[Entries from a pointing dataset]

%%

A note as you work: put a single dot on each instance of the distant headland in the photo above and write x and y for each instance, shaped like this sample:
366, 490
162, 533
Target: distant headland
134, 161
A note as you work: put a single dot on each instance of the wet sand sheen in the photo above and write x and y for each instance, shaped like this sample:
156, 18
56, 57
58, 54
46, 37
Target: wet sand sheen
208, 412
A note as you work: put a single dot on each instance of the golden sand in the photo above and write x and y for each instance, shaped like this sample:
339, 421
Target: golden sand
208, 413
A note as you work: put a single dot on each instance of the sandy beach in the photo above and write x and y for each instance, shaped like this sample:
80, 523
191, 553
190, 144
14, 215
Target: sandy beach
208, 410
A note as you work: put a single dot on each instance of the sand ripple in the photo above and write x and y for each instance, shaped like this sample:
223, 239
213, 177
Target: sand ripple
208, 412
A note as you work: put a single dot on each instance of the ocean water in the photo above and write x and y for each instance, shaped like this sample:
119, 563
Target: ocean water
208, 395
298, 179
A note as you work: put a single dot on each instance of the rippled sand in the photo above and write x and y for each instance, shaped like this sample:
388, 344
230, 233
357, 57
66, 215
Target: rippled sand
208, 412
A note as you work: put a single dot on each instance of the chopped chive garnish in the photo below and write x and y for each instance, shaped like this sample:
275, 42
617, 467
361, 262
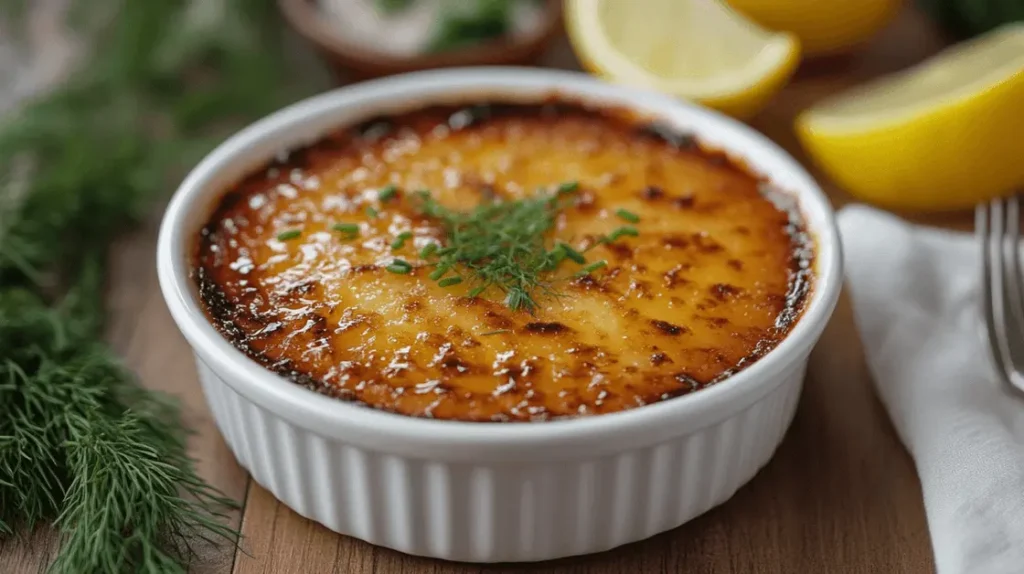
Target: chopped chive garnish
428, 250
505, 244
572, 254
624, 230
591, 268
439, 271
348, 228
628, 216
399, 266
400, 239
387, 192
568, 186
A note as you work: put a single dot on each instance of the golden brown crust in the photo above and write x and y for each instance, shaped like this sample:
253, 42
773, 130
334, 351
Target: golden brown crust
716, 277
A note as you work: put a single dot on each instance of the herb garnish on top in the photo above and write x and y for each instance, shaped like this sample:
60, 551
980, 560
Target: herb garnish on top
503, 245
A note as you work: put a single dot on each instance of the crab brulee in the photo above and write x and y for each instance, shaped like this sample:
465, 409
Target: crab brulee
504, 262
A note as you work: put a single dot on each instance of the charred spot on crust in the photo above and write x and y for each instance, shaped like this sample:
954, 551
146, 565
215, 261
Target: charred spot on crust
667, 327
621, 251
683, 202
669, 134
671, 277
675, 241
374, 129
659, 358
724, 291
688, 383
546, 327
498, 320
706, 245
651, 193
716, 322
470, 116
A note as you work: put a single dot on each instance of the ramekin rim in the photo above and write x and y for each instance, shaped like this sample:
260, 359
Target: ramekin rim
325, 413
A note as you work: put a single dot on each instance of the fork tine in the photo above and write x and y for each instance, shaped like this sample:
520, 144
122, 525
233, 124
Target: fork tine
998, 231
1013, 293
988, 224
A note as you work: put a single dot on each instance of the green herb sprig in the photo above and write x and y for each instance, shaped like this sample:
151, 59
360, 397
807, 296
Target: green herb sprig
503, 245
82, 445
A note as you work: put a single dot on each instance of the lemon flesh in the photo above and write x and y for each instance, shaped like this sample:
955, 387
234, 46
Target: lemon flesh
823, 27
696, 49
942, 135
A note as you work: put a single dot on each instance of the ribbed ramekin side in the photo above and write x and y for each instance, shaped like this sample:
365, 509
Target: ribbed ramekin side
503, 512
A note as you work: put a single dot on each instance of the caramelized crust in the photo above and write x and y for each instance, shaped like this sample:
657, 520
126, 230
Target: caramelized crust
716, 277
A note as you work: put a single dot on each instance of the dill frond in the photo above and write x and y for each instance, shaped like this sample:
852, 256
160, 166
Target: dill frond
503, 245
82, 444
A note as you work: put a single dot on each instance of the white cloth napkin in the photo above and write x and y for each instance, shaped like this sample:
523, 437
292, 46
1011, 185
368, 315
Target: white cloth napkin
915, 298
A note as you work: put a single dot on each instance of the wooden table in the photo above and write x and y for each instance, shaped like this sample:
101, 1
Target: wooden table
841, 494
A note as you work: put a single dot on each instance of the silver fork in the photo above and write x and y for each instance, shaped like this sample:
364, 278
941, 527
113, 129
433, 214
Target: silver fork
997, 228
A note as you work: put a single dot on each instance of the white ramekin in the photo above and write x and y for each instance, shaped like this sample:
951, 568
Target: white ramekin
493, 492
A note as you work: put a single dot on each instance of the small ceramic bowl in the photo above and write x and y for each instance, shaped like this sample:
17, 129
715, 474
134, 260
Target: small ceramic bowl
355, 61
494, 492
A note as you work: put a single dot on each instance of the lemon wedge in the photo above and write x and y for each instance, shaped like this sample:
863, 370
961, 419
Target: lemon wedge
700, 50
942, 135
824, 27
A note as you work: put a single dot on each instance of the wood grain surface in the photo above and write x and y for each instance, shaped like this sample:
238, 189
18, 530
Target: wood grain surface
841, 495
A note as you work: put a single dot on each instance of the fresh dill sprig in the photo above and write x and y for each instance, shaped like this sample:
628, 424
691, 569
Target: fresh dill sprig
82, 445
503, 245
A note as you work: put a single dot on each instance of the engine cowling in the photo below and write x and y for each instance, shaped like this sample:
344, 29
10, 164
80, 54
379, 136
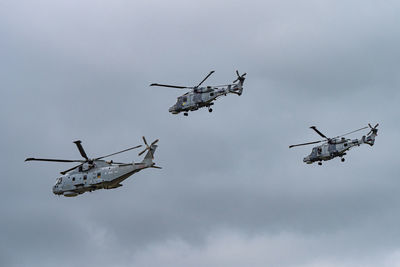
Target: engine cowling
70, 194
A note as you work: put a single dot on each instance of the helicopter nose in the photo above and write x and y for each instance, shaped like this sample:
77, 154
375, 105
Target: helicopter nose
56, 190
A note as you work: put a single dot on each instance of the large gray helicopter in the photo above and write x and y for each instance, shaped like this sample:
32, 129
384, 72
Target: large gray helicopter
204, 96
337, 146
94, 174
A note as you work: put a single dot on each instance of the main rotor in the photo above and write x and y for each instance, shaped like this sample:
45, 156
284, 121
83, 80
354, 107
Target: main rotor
330, 140
184, 87
240, 78
83, 154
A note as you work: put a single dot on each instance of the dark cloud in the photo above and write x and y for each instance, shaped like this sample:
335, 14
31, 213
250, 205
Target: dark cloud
230, 193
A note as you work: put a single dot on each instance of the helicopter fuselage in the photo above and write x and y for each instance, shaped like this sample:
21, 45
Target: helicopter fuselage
337, 147
202, 97
100, 175
330, 150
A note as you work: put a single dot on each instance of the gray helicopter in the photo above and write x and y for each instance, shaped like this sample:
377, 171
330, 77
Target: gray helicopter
204, 96
337, 146
94, 174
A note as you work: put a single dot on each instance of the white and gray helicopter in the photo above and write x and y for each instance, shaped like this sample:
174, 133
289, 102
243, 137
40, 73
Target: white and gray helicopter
96, 173
204, 96
337, 146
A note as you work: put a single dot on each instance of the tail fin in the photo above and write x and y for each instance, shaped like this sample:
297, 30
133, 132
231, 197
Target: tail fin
237, 88
148, 158
370, 138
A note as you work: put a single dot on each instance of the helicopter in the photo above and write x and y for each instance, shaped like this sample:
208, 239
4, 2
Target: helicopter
94, 174
337, 146
200, 97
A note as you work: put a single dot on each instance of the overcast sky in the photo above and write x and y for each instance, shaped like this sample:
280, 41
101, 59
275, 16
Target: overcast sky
230, 193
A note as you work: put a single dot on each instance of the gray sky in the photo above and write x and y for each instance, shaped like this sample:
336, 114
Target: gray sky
230, 193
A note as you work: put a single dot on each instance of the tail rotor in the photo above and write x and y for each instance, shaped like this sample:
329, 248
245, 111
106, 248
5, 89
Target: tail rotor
240, 78
148, 147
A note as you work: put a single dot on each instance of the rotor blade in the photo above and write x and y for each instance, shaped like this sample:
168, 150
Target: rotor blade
310, 143
211, 72
170, 86
55, 160
145, 142
142, 151
353, 131
81, 150
155, 142
118, 152
223, 85
156, 167
318, 132
64, 172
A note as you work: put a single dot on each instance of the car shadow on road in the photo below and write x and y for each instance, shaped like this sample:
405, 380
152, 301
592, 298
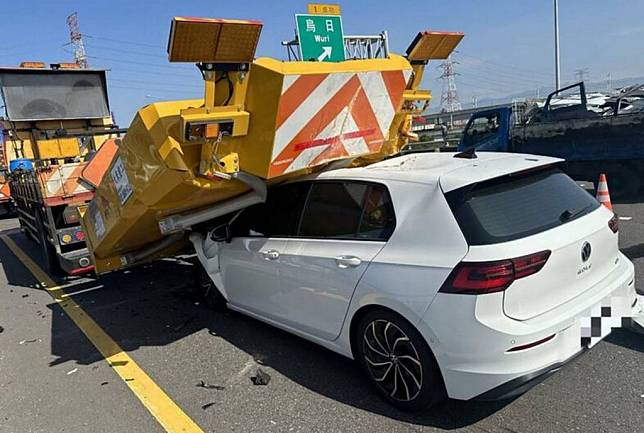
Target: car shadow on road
634, 251
153, 305
628, 339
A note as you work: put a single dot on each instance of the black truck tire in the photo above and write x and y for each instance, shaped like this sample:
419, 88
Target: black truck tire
623, 182
49, 258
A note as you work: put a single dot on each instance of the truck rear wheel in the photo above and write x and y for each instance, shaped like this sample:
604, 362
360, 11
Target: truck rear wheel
207, 290
48, 255
623, 183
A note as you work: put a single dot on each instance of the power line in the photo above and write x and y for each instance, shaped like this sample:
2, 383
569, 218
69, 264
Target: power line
120, 50
154, 65
120, 41
124, 80
150, 89
507, 66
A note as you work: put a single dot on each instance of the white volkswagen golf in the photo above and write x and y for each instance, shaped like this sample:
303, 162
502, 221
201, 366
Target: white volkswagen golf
441, 275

%%

[Given request]
Copy out exactly the lines between the line with "of the power" and the last line of the entries, counting both of those lines.

[Task answer]
A note as you work: put a single dot on each instance of the power line in the photo above and write x and y for each instance, shaped like this sample:
2, 383
569, 218
69, 264
Target: power line
120, 50
154, 65
120, 41
124, 80
150, 89
507, 66
A note as you work: put a single dot on each instance of the white volkswagen golf in the photo above and write x and y for each instance, shaped like this sample:
303, 162
502, 221
201, 366
Target: white volkswagen golf
441, 275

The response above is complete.